The man inspecting tickets walked back and forth down the aisle with a sign around his neck that read, ‘France’ in capital letters. They did not care where the train was headed as long as it was somewhere far, far from anywhere Hitler’s fingers could grip, even if that meant far, far away from Poland. She clung to my grandfather’s large black coat and swore to herself she would not fall asleep, but fear would not even let an eyelid drop.
Just a week prior, she was walking her dog down the street. A couple days before, she was complaining about college. And only hours passed after she smiled at her father, embraced her mother and kissed her younger sister for the very last time.
They settled nicely in France and lived there comfortably for almost two years; nicely, if your definition of nice is a foreign country with foreign people and familiar fear and comfortably if it is defined as leaving a one thousand acre lot and a chauffer driven life for a cramped apartment. They barely made it, and wouldn’t have if not for the first diamond.
1946: The leave for America. Hitler’s arm was extending even further and my grandparents made the final decision which landed them on Ellis Island, then Manhattan, and finally to park in Buffalo, New York; a place they would call home sweet home for the rest of their lives. The second diamond left my grandmother’s stone cold grip for a check to last them their first few years in New York. After her husband passed the English written medical exam to become a doctor in less than six months, he pursued his career with my grandmother as his medical lab technician. Life turned out well in this new land and a family soon started. She had her first child in 1951, her second in 1953 and the third and final boy in 1956. She loved them with everything in her, but no girls. No girl she could brag to about her winning the Miss Teenage Europe award. No one whom she could wrap the last diamond around the neck of. And no one to tell, “Live on the history.” Her boys grew up and another generation came along with her boys as fathers. So on July 18th 1991, when a seven pound, three ounce baby girl was born with the bluest eyes, she cried; her wait was over.
I am on this earth to tell her she is still beautiful when she sees a recent picture of herself and mutters a discouraging comment. I am here to receive the last diamond on July, 18th 2013, when I turn twenty one. I am here, her first and only granddaughter, to write my grandmother’s story; to carry on the history.

Point localization data
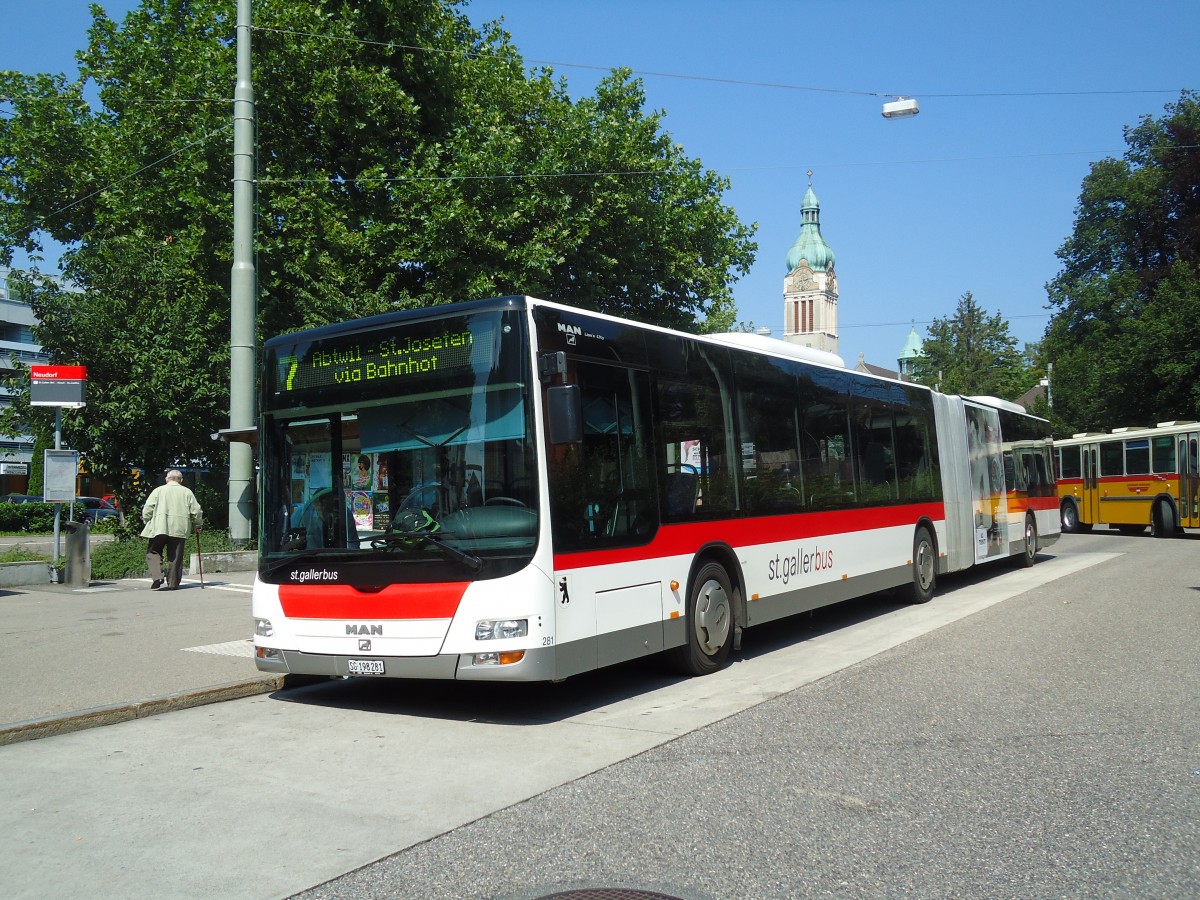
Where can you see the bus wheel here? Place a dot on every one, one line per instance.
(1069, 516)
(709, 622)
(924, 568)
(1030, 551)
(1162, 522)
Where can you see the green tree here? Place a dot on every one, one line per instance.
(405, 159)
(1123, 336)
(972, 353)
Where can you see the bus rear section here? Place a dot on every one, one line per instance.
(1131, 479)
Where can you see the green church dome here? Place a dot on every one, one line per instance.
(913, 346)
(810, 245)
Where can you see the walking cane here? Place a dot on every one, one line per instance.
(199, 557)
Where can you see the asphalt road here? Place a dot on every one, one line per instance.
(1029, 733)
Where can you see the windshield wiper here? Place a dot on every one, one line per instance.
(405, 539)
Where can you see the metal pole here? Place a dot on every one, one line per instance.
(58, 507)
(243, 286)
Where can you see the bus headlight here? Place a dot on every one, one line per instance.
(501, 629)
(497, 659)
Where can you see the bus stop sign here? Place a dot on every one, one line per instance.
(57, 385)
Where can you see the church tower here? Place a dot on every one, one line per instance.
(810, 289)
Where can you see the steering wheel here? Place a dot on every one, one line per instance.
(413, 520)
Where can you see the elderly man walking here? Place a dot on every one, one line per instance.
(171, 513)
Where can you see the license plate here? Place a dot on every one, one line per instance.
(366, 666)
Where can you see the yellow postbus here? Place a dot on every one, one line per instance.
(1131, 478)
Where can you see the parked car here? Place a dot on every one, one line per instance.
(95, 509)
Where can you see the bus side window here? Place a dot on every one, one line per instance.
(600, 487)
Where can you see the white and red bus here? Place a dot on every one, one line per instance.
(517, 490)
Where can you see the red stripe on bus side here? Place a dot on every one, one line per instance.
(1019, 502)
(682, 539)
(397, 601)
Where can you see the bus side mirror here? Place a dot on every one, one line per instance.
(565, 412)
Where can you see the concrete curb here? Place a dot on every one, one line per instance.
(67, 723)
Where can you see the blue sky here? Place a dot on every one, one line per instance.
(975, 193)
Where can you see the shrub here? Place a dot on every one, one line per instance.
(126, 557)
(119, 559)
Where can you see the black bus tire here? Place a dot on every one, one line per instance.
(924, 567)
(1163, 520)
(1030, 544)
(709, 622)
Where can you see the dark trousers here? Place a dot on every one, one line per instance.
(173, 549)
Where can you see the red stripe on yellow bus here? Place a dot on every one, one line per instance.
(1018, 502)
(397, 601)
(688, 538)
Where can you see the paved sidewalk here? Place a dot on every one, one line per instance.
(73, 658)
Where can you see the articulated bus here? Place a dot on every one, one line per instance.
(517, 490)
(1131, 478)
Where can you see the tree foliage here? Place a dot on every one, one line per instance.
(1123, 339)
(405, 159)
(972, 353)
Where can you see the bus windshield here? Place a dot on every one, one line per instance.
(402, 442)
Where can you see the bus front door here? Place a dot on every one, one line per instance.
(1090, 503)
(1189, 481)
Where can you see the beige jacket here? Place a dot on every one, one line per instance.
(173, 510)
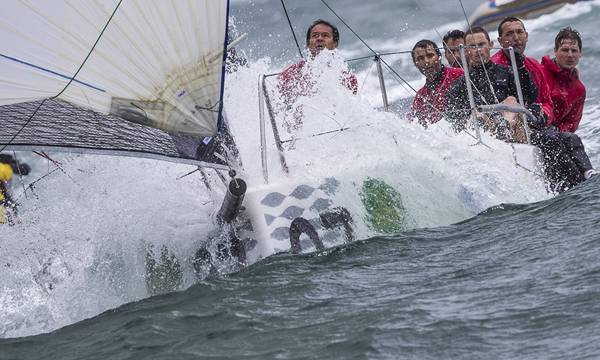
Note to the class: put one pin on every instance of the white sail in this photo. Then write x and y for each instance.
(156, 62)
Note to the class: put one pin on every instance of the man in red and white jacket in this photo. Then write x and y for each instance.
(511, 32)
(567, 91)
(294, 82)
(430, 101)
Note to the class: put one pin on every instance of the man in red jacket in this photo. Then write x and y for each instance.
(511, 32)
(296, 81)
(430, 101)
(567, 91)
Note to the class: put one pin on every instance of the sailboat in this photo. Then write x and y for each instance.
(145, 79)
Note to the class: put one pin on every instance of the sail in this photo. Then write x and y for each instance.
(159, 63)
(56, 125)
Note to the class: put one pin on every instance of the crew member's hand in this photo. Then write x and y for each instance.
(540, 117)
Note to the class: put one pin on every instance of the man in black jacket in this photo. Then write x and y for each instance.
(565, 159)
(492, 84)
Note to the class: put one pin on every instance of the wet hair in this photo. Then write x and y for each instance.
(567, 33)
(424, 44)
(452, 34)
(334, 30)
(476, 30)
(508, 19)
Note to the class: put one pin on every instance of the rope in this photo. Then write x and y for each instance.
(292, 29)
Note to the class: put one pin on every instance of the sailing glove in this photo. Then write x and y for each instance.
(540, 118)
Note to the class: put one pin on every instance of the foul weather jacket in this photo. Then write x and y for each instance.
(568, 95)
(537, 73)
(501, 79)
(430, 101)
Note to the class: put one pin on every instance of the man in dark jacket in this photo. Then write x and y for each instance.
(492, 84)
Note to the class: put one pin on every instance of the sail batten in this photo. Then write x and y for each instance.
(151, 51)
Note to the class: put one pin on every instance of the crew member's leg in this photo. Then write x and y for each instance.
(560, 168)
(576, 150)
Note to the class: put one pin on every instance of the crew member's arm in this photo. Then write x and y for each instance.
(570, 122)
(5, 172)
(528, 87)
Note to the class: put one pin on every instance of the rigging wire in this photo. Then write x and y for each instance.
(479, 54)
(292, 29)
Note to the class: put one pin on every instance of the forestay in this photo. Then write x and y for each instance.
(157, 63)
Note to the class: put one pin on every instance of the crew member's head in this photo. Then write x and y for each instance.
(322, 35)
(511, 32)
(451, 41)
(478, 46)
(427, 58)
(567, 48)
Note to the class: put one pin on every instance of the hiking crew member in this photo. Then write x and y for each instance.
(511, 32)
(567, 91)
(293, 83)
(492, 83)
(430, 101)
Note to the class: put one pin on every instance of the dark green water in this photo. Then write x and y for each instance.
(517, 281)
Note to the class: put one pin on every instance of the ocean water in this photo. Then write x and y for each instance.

▶ **TASK INSTRUCTIONS**
For each statement, answer yes or no according to the essay about the grandmother, and quote the words from the essay that decide it.
1. The couple lived in France for almost two years.
2. The grandmother's three children included a daughter.
3. The second diamond was traded for a check.

▶ **WRITTEN RESPONSE**
1. Yes: "lived there comfortably for almost two years"
2. No: "She loved them with everything in her, but no girls."
3. Yes: "The second diamond left my grandmother’s stone cold grip for a check to last them their first few years in New York."